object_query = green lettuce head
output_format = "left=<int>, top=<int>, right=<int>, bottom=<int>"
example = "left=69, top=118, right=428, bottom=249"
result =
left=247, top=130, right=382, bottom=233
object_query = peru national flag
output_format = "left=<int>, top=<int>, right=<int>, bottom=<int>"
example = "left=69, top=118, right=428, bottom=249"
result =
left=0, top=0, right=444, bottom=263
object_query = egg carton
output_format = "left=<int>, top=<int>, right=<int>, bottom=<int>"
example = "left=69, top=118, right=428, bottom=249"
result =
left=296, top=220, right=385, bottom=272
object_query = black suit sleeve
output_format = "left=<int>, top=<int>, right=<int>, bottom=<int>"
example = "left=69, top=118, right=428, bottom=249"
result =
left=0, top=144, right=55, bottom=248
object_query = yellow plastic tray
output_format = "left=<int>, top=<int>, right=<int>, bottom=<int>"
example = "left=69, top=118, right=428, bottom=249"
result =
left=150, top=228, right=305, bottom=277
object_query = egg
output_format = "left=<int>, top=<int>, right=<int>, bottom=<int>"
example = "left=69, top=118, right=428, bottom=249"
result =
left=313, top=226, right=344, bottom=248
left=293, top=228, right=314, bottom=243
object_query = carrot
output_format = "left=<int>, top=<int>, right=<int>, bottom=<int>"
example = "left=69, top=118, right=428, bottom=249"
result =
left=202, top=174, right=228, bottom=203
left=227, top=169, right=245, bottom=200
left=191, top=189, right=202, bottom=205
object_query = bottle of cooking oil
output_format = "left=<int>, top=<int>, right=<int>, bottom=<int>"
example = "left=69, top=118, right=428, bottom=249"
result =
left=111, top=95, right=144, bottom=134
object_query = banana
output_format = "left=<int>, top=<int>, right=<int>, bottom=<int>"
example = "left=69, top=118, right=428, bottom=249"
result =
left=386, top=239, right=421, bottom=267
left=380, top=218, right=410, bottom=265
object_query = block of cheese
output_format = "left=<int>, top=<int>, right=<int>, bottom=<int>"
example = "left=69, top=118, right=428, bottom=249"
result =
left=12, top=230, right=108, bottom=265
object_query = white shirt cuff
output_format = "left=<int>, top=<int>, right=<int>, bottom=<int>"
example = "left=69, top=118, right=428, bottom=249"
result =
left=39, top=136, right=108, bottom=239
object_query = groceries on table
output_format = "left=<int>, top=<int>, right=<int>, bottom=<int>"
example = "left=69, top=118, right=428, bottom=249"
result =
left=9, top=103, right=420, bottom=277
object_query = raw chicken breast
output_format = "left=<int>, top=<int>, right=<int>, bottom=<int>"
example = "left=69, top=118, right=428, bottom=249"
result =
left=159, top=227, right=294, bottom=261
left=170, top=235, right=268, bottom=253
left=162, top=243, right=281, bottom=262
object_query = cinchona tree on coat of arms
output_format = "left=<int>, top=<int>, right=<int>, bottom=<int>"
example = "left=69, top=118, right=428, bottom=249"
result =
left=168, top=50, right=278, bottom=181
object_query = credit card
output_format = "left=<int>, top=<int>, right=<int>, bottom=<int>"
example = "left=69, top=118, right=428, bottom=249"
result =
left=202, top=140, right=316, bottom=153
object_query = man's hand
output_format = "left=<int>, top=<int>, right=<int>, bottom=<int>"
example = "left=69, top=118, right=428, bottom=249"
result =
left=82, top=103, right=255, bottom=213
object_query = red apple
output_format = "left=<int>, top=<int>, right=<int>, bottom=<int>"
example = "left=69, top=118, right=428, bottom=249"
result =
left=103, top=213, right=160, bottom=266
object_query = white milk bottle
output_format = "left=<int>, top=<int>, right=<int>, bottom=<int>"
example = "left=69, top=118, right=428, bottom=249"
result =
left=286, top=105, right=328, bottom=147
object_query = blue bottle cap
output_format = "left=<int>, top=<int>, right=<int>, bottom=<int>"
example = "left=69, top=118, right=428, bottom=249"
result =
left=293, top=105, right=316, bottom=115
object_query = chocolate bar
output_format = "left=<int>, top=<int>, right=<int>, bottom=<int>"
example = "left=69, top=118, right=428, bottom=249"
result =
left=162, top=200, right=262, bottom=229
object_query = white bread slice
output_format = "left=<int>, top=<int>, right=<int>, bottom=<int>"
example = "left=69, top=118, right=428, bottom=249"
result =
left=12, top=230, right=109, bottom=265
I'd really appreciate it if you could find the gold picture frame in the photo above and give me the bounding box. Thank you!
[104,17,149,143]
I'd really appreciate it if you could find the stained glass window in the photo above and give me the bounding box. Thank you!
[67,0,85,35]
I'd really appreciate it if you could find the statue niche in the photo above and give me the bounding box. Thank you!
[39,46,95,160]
==================================================
## [SET EXERCISE]
Arrange everything in the records above, from the line containing "object_query = raw chicken breast" down to the line containing "left=162, top=243, right=281, bottom=262", as a numbered list. Omit any blank lines.

## [COMPLETE OUTPUT]
1. object_query = raw chicken breast
2. output_format = "left=<int>, top=<int>, right=<int>, bottom=<int>"
3. example = "left=69, top=118, right=428, bottom=249"
4. result =
5. left=159, top=227, right=294, bottom=261
6. left=170, top=235, right=268, bottom=253
7. left=162, top=243, right=281, bottom=262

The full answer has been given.